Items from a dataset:

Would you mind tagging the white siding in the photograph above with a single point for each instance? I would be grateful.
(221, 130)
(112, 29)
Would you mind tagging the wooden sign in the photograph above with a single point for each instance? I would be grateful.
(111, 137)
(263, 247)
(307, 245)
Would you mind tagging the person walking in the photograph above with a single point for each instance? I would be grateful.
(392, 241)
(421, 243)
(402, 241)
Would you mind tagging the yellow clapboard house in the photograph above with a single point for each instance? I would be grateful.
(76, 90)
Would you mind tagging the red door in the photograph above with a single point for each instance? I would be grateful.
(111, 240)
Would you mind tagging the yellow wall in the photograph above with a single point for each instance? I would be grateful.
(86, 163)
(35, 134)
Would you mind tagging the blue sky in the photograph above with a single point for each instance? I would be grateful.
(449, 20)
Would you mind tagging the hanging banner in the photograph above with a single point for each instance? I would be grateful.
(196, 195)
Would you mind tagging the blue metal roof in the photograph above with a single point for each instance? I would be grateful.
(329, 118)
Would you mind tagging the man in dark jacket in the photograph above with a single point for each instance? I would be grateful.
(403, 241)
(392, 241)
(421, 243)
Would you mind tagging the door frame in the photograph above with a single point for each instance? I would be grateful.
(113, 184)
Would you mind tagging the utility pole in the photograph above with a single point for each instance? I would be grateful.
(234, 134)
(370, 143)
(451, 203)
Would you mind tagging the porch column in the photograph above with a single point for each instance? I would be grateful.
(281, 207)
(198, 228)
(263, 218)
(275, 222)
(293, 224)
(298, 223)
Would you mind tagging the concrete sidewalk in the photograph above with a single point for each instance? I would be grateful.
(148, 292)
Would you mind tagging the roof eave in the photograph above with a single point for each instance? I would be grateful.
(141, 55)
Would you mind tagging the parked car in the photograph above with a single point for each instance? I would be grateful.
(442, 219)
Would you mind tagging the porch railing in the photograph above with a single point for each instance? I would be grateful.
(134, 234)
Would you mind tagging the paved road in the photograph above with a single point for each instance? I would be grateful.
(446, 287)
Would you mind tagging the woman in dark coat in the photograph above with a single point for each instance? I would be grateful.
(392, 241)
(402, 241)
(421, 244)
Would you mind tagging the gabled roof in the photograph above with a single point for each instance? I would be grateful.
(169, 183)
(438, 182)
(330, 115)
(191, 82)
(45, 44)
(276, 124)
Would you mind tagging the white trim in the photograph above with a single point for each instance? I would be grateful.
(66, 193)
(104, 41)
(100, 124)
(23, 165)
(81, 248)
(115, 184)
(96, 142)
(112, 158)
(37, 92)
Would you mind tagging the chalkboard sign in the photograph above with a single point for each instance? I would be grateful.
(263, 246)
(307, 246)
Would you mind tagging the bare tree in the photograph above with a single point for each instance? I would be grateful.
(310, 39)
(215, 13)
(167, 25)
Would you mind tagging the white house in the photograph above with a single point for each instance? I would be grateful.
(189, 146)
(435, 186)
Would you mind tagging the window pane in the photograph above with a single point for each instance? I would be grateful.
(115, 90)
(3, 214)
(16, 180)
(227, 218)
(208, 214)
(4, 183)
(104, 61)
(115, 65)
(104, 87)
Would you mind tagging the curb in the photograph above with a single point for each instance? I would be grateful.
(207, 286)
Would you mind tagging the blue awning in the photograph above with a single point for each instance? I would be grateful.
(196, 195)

## To be done
Output each record exactly, leaving nothing out.

## Output below
Would you mind tagging the white siding in the photograph above with a single point for each instance? I would be grateful.
(221, 130)
(112, 29)
Would you mind tagging the wooden sign in the photograph above with a single point for each instance? I would be grateful.
(111, 137)
(263, 247)
(307, 245)
Would you mind tagging the person walking in the photograph above with a single point for each instance? I would be grateful.
(392, 241)
(421, 243)
(402, 241)
Would you mind tagging the yellow clapboard house in the photograph above with a single point for each instance? I would be grateful.
(76, 90)
Would you mind tagging the red door in the photograph above with a single point for each instance? I would be grateful.
(111, 240)
Would you mind tagging the yellow wall in the photograph above with a single point for each instance? I would be grateful.
(86, 163)
(35, 134)
Would you mind tagging the blue sky in the photograph above with a single point for each instance? I would be grateful.
(449, 20)
Would you mind tagging the hanging banner in the photograph above with a single point for each instance? I would be grateful.
(196, 195)
Would you mind tagging the blue metal roof in the photograph above with a single point for each instance? I would be grateful.
(329, 118)
Would you mind tagging the man in dark jacket in the photograph above with a single point for each instance? I would be grateful.
(403, 241)
(392, 241)
(421, 243)
Would you mind tagging the door frame in the photograph above with a single point for each instance? I would be grateful.
(113, 184)
Would you mind tagging the utility pole in the photograph above with a single point for each instance? I would be grateful.
(234, 134)
(370, 143)
(451, 203)
Would you mind tagging the porch column in the photograph above with a single point for each instance? I would be grateful.
(281, 207)
(198, 228)
(263, 218)
(275, 222)
(293, 224)
(298, 223)
Would you mind tagging the concrete sidewalk in the photograph above with a single point for each instance? I would be grateful.
(148, 292)
Would you mind tagging the roof eave in the photograph above with a single point for each instance? I would be grateful.
(141, 55)
Would you mind tagging the parked car in the photograph above with a single point for each instance? I would be grateful.
(442, 219)
Would you mind tagging the porch railing in the photograph above with a single point for each instance? I would be grateful.
(134, 234)
Would you mind tagging the paved road in the photograph above with a single point for each instance? I would be grateful.
(446, 287)
Would you mind tagging the woman in dark coat in the photograph above with a single point for each instance? I would be grateful.
(392, 241)
(402, 241)
(421, 244)
Would you mind tagging the gabled roof in the photograph above with a single point for each instance? I would be grateful.
(169, 183)
(438, 182)
(330, 115)
(191, 82)
(45, 44)
(276, 124)
Would you mind tagging the white trim in the photograph above with a single point for each instance? I would be grateful.
(66, 193)
(104, 41)
(100, 124)
(23, 165)
(81, 248)
(115, 184)
(96, 142)
(112, 158)
(37, 92)
Would you mind tagging the chalkboard sign in the photograph above with a single point for each instance? I would be grateful.
(263, 246)
(307, 246)
Would you mind tagging the bare tree in the photograph above with a single point for each instance? I would be grateful.
(310, 39)
(215, 13)
(167, 25)
Would you mind tagging the white house in the photograph above with a single point for each instance? I would be grateful.
(189, 146)
(435, 186)
Would you mind tagging the window pane in the photograph above with a single point for each instance? I would be grateful.
(115, 90)
(3, 214)
(16, 180)
(227, 218)
(208, 214)
(4, 183)
(104, 61)
(115, 65)
(104, 87)
Would you mind tagging the curb in the photograph above with a single point for each instance? I would be grateful.
(207, 286)
Would you mind tagging the blue awning in the photograph above with a single point for each instance? I would be grateful.
(196, 195)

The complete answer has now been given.